[Extract]:
- Opening Delimiter -
We divide the world into all kinds of opposite categories: male and female, young and old, black, brown, and white, insiders and outsiders, weak and strong, rational and emotional, sacred and secular, heterosexual and homosexual, clergy and laity, documented and undocumented immigrants, winners and losers, and the list goes on.
Wheat and weeds! Wheat and weeds!
What makes things even worse is that we often rank people who fall into the same category better or superior to the other.
Take the category of Catholics for example. We divide that category into clergy and laity, and clergy seem to rank better than the laity.
People say, “Father say a prayer for me, you are closer to God than I am.”
No, we are all equally close to God if we choose to be. A priest is no closer to God than others simply because he is a priest.
And with all the various categories, what happens in the worst-case scenarios, and this happens often, is that these opposites begin to see each other as enemies.
Finally, we then know what happens when these dualisms become institutionalized. We have racism, sexism, homophobia, anti-Semitism, suspicion, violence, and fear of Arabs and all Muslims. These attitudes are destructive to society, and they are a result of simple categorical thinking.
In today’s Gospel, we are given Jesus’ Parable about the wheat and the weeds. This was included in the Gospel because the early Church was struggling with simple categorical thinking. This is nothing new!
The early Christians were stumped about what to make of those who were different. Who were God’s faithful followers, and how was the community to regard non-believers? What should they do about them?
The best solution seemed to be the obvious one: “Aren’t those weeds growing among the wheat? Shouldn’t they be pulled up and thrown out? We can see the differences. Let us sort out what doesn’t belong!”
- Closing Delimiter -
[Recorded data]:
- Opening Delimiter -
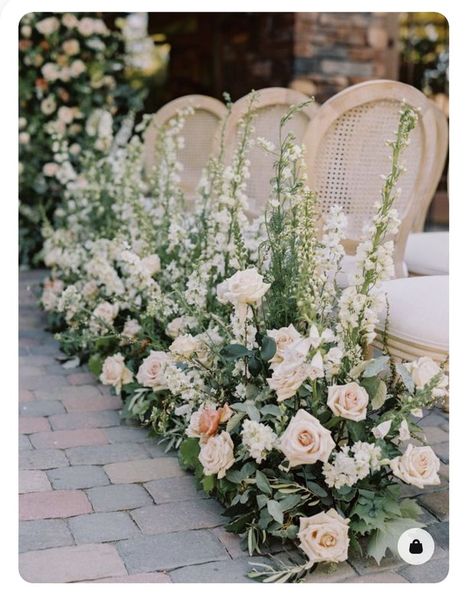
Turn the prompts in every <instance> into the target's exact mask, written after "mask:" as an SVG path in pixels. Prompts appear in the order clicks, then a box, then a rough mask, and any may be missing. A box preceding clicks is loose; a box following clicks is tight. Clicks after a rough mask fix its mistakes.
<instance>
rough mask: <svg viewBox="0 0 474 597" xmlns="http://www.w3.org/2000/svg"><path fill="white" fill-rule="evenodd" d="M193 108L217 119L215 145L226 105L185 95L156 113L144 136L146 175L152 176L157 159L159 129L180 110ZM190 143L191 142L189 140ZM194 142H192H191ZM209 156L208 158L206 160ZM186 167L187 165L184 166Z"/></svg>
mask: <svg viewBox="0 0 474 597" xmlns="http://www.w3.org/2000/svg"><path fill="white" fill-rule="evenodd" d="M189 106H192V107H193V108H194V110H195V111H196V112H199V111H204V112H208V113H209V114H212V115H213V116H215V117H216V119H217V121H218V124H217V125H216V129H215V131H213V132H212V136H213V138H214V139H213V141H212V145H213V146H214V144H215V138H216V137H217V136H218V131H219V123H220V121H222V119H223V118H224V117H225V115H226V111H227V109H226V107H225V105H224V104H223V103H222V102H221V101H219V100H218V99H215V98H213V97H209V96H207V95H184V96H183V97H179V98H177V99H174V100H172V101H171V102H168V103H167V104H165V105H164V106H163V107H162V108H160V109H159V110H158V112H156V114H155V115H154V116H153V118H152V121H151V122H150V124H149V125H148V129H147V130H146V132H145V136H144V145H145V173H146V175H148V176H149V175H150V174H151V171H152V168H153V165H154V158H155V143H156V137H157V134H158V129H159V128H160V127H161V126H163V125H164V124H166V122H168V121H169V120H171V118H173V117H174V116H176V115H177V114H178V112H179V111H180V110H183V109H184V108H188V107H189ZM187 142H188V143H189V142H190V141H189V140H187ZM191 142H192V140H191ZM208 157H209V156H206V159H207V158H208ZM184 166H185V167H186V165H185V164H184Z"/></svg>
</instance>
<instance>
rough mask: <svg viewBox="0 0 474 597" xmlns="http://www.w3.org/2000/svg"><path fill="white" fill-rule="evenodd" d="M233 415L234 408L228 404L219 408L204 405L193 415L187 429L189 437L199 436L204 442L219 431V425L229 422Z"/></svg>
mask: <svg viewBox="0 0 474 597" xmlns="http://www.w3.org/2000/svg"><path fill="white" fill-rule="evenodd" d="M231 416H232V409H231V408H230V406H229V405H228V404H224V406H221V407H219V408H217V409H216V408H214V407H213V406H210V405H204V406H201V407H200V408H199V410H197V411H196V412H195V413H193V414H192V415H191V419H190V422H189V426H188V428H187V429H186V434H187V435H188V437H199V438H200V439H201V440H202V441H203V442H205V441H206V440H207V439H209V438H210V437H212V436H213V435H215V434H216V433H217V429H218V428H219V425H221V424H222V423H225V422H227V421H228V420H229V419H230V417H231Z"/></svg>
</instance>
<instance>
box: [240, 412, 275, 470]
mask: <svg viewBox="0 0 474 597" xmlns="http://www.w3.org/2000/svg"><path fill="white" fill-rule="evenodd" d="M241 436H242V443H243V445H244V446H245V447H246V448H247V450H248V452H249V454H250V456H251V457H252V458H253V459H254V460H255V461H256V462H257V464H260V463H261V462H262V460H264V459H265V458H266V457H267V454H268V453H269V452H271V450H273V448H274V447H275V445H276V442H277V439H278V438H277V436H276V434H275V433H274V432H273V431H272V430H271V428H270V427H269V426H268V425H263V424H262V423H257V421H252V420H250V419H245V421H244V422H243V423H242V433H241Z"/></svg>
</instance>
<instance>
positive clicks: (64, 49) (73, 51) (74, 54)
mask: <svg viewBox="0 0 474 597" xmlns="http://www.w3.org/2000/svg"><path fill="white" fill-rule="evenodd" d="M80 49H81V48H80V46H79V42H78V41H77V39H67V40H66V41H65V42H64V43H63V50H64V52H65V53H66V54H67V55H68V56H75V55H76V54H79V51H80Z"/></svg>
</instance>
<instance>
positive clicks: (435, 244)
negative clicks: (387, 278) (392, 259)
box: [405, 232, 449, 276]
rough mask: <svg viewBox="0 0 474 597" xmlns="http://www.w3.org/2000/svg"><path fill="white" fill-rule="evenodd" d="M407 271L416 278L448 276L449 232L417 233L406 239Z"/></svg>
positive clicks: (405, 253) (411, 234)
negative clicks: (407, 238)
mask: <svg viewBox="0 0 474 597" xmlns="http://www.w3.org/2000/svg"><path fill="white" fill-rule="evenodd" d="M405 261H406V264H407V266H408V271H409V272H410V273H411V274H416V275H418V276H444V275H448V274H449V232H417V233H414V234H410V236H409V237H408V242H407V248H406V252H405Z"/></svg>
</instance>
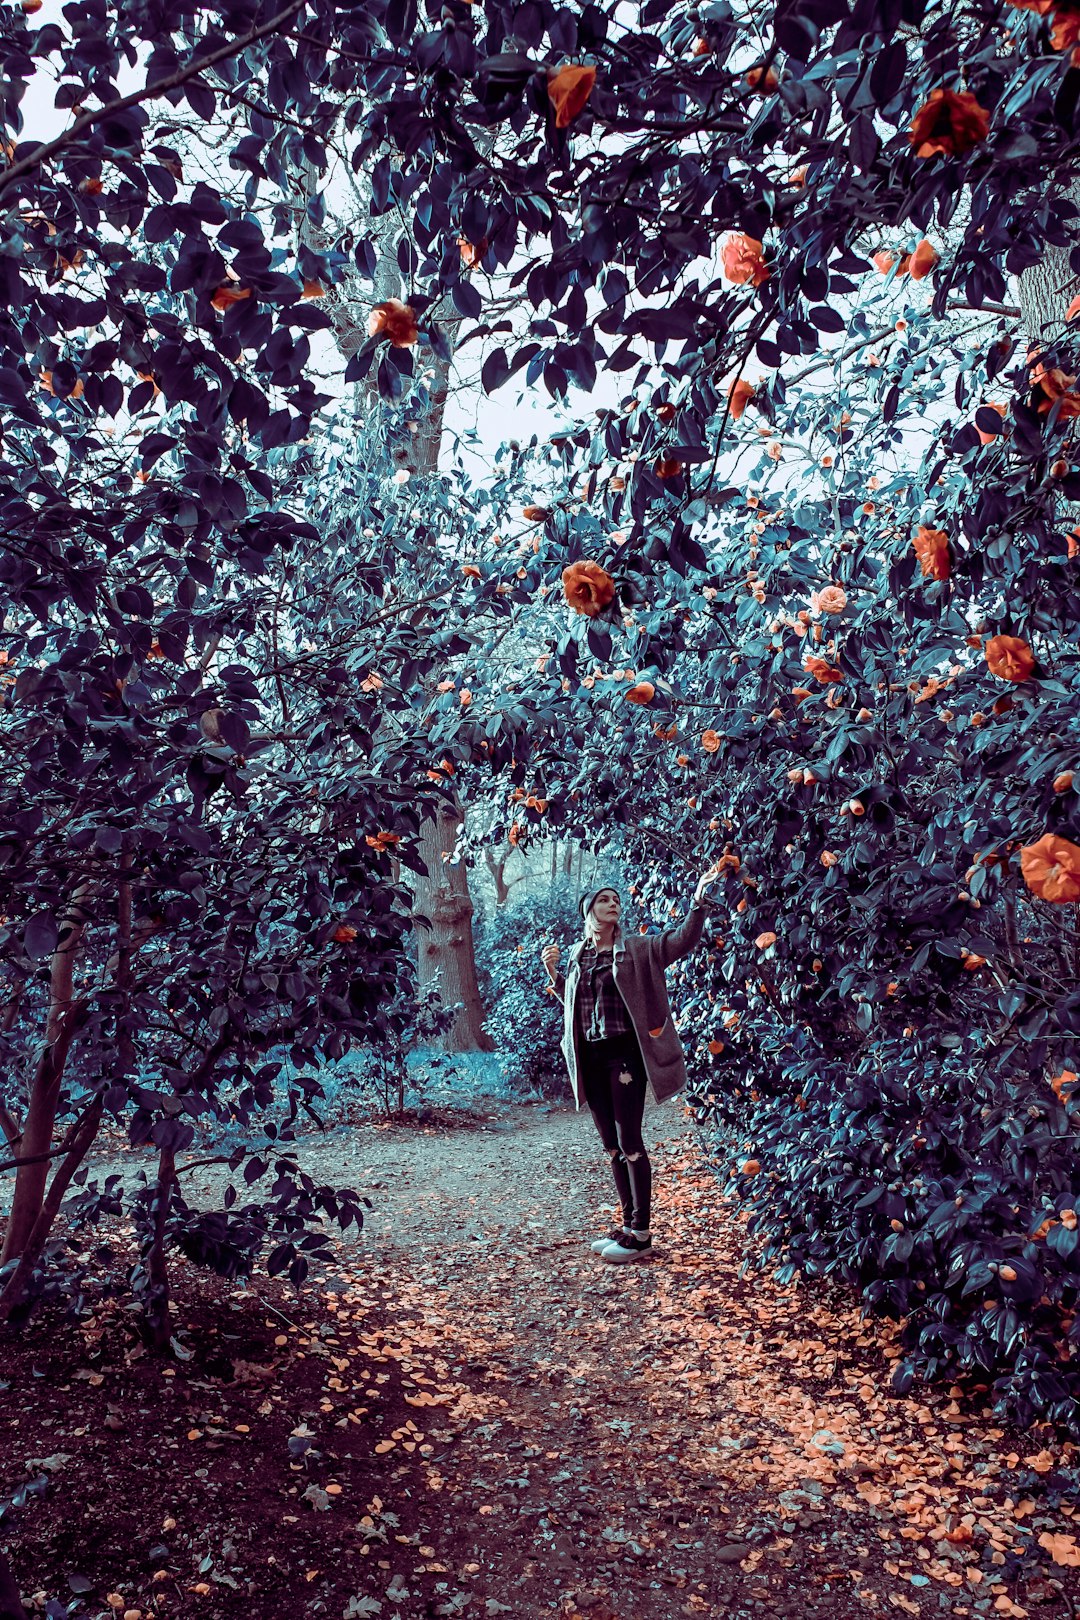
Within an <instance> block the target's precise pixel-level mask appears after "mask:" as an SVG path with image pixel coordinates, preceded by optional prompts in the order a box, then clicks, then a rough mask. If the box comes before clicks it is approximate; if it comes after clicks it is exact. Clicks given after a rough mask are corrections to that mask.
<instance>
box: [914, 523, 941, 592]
mask: <svg viewBox="0 0 1080 1620" xmlns="http://www.w3.org/2000/svg"><path fill="white" fill-rule="evenodd" d="M912 544H913V548H915V556H916V557H918V561H920V567H921V570H923V573H925V577H926V578H928V580H947V578H949V572H950V562H949V536H947V535H946V531H944V528H926V525H925V523H920V528H918V533H916V535H915V539H913V541H912Z"/></svg>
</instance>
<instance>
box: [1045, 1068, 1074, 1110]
mask: <svg viewBox="0 0 1080 1620" xmlns="http://www.w3.org/2000/svg"><path fill="white" fill-rule="evenodd" d="M1075 1084H1077V1074H1075V1069H1062V1071H1061V1074H1056V1076H1054V1079H1052V1081H1051V1082H1049V1085H1051V1090H1052V1093H1054V1097H1061V1098H1062V1102H1064V1100H1065V1095H1067V1093H1069V1092H1070V1090H1072V1087H1074V1085H1075Z"/></svg>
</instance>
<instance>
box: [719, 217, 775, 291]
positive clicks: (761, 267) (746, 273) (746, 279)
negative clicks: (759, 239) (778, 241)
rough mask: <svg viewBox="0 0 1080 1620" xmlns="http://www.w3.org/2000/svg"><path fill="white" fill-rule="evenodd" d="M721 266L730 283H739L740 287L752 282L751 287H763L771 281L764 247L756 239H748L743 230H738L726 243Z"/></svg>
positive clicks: (753, 238)
mask: <svg viewBox="0 0 1080 1620" xmlns="http://www.w3.org/2000/svg"><path fill="white" fill-rule="evenodd" d="M721 264H722V266H724V274H725V275H727V279H729V282H737V283H738V285H742V283H743V282H751V285H755V287H761V283H763V282H767V279H769V267H767V264H766V262H764V248H763V245H761V243H759V241H758V240H756V237H748V235H746V233H745V232H742V230H737V232H735V233H733V235H730V237H729V238H727V241H725V243H724V249H722V253H721Z"/></svg>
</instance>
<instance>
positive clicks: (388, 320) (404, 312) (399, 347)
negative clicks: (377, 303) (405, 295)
mask: <svg viewBox="0 0 1080 1620" xmlns="http://www.w3.org/2000/svg"><path fill="white" fill-rule="evenodd" d="M368 335H369V337H389V339H390V342H392V343H393V347H395V348H411V347H413V343H415V342H416V337H418V330H416V316H415V313H413V306H411V305H405V303H402V300H400V298H387V300H385V303H381V305H376V308H374V309H372V311H371V314H369V316H368Z"/></svg>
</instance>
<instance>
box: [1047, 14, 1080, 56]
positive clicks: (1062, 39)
mask: <svg viewBox="0 0 1080 1620" xmlns="http://www.w3.org/2000/svg"><path fill="white" fill-rule="evenodd" d="M1051 10H1052V13H1054V26H1052V28H1051V31H1049V42H1051V45H1052V47H1054V50H1074V47H1075V45H1077V44H1078V42H1080V11H1075V10H1074V8H1072V5H1054V6H1051ZM1074 66H1075V62H1074Z"/></svg>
- Closing Delimiter -
[Try it]: Copy out the homily's passage from "In today’s Gospel, we" through "do about them?", word for word.

[Task output]:
In today’s Gospel, we are given Jesus’ Parable about the wheat and the weeds. This was included in the Gospel because the early Church was struggling with simple categorical thinking. This is nothing new!
The early Christians were stumped about what to make of those who were different. Who were God’s faithful followers, and how was the community to regard non-believers? What should they do about them?